[GIVEN TASK]
Pull out each line of the records below that contains the word "green", and copy those lines in order.

[PROVIDED DATA]
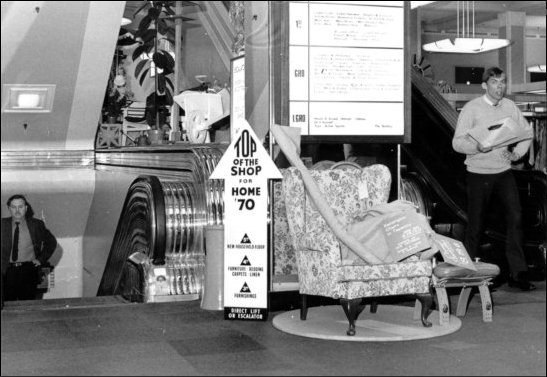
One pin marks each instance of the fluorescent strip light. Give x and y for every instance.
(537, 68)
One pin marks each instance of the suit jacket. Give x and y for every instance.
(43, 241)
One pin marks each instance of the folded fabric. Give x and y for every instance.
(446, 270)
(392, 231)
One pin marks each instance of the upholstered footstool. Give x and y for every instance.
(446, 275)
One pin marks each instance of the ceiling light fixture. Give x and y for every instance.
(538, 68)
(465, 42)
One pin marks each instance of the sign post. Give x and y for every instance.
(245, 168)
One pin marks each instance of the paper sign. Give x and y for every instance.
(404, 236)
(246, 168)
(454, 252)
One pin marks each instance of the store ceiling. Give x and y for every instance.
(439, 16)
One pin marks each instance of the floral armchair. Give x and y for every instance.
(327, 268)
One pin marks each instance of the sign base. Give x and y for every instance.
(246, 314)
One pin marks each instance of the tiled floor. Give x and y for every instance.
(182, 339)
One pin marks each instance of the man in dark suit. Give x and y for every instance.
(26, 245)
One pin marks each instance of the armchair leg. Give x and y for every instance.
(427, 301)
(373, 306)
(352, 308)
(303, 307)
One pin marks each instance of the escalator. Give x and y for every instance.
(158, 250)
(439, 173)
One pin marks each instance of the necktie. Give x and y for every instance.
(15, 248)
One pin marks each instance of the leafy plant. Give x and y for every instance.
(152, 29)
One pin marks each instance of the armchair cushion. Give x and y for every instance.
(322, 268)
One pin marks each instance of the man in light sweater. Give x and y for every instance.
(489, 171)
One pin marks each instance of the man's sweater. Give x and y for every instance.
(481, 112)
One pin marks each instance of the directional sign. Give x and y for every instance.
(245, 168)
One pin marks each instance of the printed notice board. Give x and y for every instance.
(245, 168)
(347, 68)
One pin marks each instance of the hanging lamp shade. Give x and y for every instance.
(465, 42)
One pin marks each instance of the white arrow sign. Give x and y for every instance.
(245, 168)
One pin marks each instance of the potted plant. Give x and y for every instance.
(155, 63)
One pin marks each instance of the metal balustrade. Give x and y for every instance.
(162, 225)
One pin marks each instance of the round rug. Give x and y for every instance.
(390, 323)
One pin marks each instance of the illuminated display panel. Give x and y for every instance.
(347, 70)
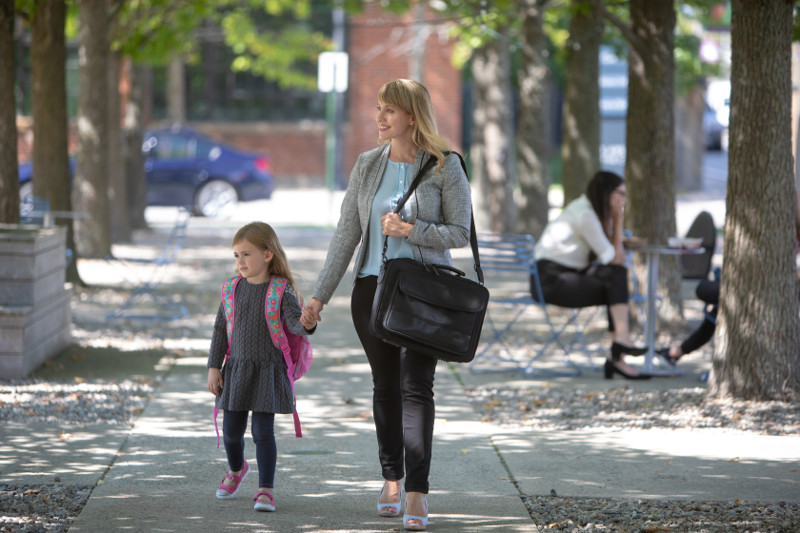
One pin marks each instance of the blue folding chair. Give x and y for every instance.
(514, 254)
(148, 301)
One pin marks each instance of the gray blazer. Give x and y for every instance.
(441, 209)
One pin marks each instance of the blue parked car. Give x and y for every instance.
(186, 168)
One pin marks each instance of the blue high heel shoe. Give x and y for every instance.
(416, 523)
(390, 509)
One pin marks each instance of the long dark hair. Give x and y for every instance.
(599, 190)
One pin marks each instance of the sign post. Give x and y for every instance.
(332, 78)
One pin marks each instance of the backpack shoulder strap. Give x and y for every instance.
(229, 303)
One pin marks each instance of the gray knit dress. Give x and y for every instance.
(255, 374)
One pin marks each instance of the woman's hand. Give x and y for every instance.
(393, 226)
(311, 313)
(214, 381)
==
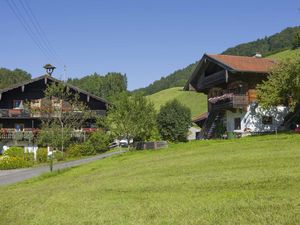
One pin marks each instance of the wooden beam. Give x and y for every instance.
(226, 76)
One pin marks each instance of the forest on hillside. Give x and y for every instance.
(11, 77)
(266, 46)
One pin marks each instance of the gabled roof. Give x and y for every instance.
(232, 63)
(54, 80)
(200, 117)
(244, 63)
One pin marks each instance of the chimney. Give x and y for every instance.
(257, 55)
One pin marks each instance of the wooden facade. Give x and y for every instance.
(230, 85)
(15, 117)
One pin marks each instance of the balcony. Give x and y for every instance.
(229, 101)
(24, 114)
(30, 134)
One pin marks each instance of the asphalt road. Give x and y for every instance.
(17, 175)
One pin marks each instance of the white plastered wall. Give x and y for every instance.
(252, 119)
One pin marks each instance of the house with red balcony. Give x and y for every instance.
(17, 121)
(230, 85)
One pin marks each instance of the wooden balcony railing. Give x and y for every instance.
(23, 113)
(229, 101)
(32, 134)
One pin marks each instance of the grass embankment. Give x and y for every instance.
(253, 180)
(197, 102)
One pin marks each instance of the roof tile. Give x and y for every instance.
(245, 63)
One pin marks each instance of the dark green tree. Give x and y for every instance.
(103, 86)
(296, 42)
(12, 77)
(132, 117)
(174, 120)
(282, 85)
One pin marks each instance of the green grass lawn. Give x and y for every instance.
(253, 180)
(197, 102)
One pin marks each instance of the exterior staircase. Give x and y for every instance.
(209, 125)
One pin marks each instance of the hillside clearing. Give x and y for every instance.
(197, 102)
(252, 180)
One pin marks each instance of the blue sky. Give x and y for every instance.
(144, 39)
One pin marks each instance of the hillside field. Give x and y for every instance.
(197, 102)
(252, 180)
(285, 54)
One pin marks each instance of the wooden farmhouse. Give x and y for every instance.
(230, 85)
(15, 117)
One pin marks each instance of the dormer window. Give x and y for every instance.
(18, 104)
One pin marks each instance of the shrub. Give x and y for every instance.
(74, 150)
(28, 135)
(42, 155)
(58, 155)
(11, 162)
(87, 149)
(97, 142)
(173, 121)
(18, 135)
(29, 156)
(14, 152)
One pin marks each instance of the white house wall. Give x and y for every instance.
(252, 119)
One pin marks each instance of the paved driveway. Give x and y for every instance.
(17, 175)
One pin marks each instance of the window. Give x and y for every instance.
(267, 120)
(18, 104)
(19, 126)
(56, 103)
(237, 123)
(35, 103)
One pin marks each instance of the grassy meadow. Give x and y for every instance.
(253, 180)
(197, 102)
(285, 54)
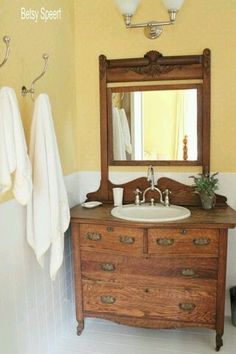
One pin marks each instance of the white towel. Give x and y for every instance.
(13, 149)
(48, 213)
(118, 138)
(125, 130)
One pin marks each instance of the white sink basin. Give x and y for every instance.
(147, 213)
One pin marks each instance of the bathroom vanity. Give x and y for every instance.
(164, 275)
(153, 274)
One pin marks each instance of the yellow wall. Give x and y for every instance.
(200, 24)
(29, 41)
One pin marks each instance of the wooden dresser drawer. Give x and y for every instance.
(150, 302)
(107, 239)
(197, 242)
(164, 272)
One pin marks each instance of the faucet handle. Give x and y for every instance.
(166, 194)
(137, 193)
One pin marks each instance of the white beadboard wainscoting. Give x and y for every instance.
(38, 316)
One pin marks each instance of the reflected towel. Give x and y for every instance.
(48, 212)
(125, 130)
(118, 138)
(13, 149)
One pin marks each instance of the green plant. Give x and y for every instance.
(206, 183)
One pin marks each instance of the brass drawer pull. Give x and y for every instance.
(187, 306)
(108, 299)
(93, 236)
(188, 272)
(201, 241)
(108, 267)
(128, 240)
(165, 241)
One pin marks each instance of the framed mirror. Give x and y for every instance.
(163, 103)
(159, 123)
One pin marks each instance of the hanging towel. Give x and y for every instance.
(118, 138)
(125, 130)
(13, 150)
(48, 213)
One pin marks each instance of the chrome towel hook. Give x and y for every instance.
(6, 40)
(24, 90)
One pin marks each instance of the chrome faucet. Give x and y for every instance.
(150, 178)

[RESULT OF THIS EXERCISE]
One pin marks each instance of the dark green tree. Give x and y for every instance.
One pin marks each instance of the green grass lawn. Give x and y for every instance.
One pin marks each instance of the green plant. Give x and y for every instance.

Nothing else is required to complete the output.